• **元の文章**:
________________________
1937年に盧溝橋事件が起こり、日中戦争がはじまります。
中国の朱徳将軍はインド国民会議のネルーに医師の派遣を要請しました。
インド国民会議のチャンドラ・ボーズは友好のために中国に3人の医師を派遣し、その1人がバス先生でした。バス先生は1938年から1943年まで中国に滞在しました。

もう1人有名なのは、コトニス先生です。コトニス医師は中国人看護師と結婚し、娘にインド印度の「印」と、中華の「華」から「印華」と名付け、インド中国の友好を願いますが、次の年に32歳で亡くなりました。

当時、カナダ人外科医のノーマン・ベチューンがいました。べチューンは自身も結核で苦しみ「結核は貧困の病であり、貧困を無くす以外に結核に勝つ方法はない」と考え、貧富の差の無い医療を求め、スペイン内戦で人民の側に立って医療活動を行い、1938年には日中戦争で苦しむ中国の人々のために医療活動を行い、そこで亡くなりました。

中国はべチューンを英雄としてべチューン記念病院を設立し、その院長となったのがインドのコトニス医師です。べチューン医師とコトニス医師は今も尊敬され、記念碑には献花がたえません。本物の英雄がかつてはいたのです。べチューンは、毛沢東に中医師(伝統医師、当時は『中医』ではなく『国医』と呼ばれていた)の活用を進言しています。

ベジャル・クマール・バス医師は、1943年にインドに帰国すると、32歳で亡くなった故コトニス医師を記念したコトニス記念委員会を立ち上げます。
そして貧しい人たちの救援活動を続け、1958年に中国を訪問します。

ベジャル・クマール・バス医師は副鼻腔炎に苦しんでいたのですが、中国で鍼灸治療により副鼻腔炎が劇的に改善したことから鍼灸を学び始めました。

1959年からバス医師は中国で本格的に鍼灸を学びます。インドに帰国すると、ウエスト・ベンガル州のスラム街でコトニス記念委員会を通じて貧しい人たちを鍼灸で治療し続けました。

1973年にはふたたび、中国で鍼麻酔の技術を学びます。
________________________
• **与えられたデータ**:
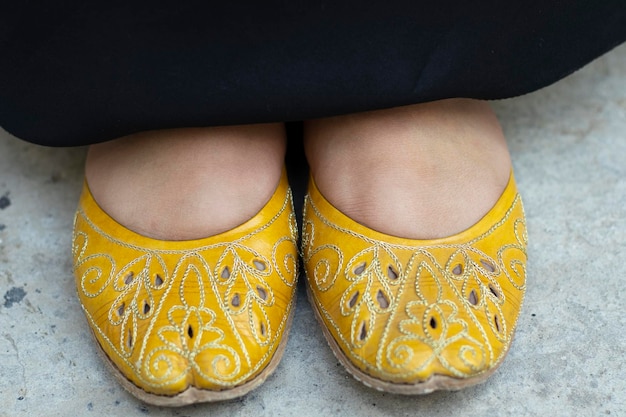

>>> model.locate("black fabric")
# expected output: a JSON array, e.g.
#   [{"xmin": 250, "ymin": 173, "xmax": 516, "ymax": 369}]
[{"xmin": 0, "ymin": 0, "xmax": 626, "ymax": 146}]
________________________
• **課題内容**:
元の文章の「中国の朱徳将軍はインド国民会議のネルーに医師の派遣を要請しました。」から「そして貧しい人たちの救援活動を続け、1958年に中国を訪問します。」までを、一字も変えずに書き写してください。

• **課題の結果**:
中国の朱徳将軍はインド国民会議のネルーに医師の派遣を要請しました。
インド国民会議のチャンドラ・ボーズは友好のために中国に3人の医師を派遣し、その1人がバス先生でした。バス先生は1938年から1943年まで中国に滞在しました。

もう1人有名なのは、コトニス先生です。コトニス医師は中国人看護師と結婚し、娘にインド印度の「印」と、中華の「華」から「印華」と名付け、インド中国の友好を願いますが、次の年に32歳で亡くなりました。

当時、カナダ人外科医のノーマン・ベチューンがいました。べチューンは自身も結核で苦しみ「結核は貧困の病であり、貧困を無くす以外に結核に勝つ方法はない」と考え、貧富の差の無い医療を求め、スペイン内戦で人民の側に立って医療活動を行い、1938年には日中戦争で苦しむ中国の人々のために医療活動を行い、そこで亡くなりました。

中国はべチューンを英雄としてべチューン記念病院を設立し、その院長となったのがインドのコトニス医師です。べチューン医師とコトニス医師は今も尊敬され、記念碑には献花がたえません。本物の英雄がかつてはいたのです。べチューンは、毛沢東に中医師(伝統医師、当時は『中医』ではなく『国医』と呼ばれていた)の活用を進言しています。

ベジャル・クマール・バス医師は、1943年にインドに帰国すると、32歳で亡くなった故コトニス医師を記念したコトニス記念委員会を立ち上げます。
そして貧しい人たちの救援活動を続け、1958年に中国を訪問します。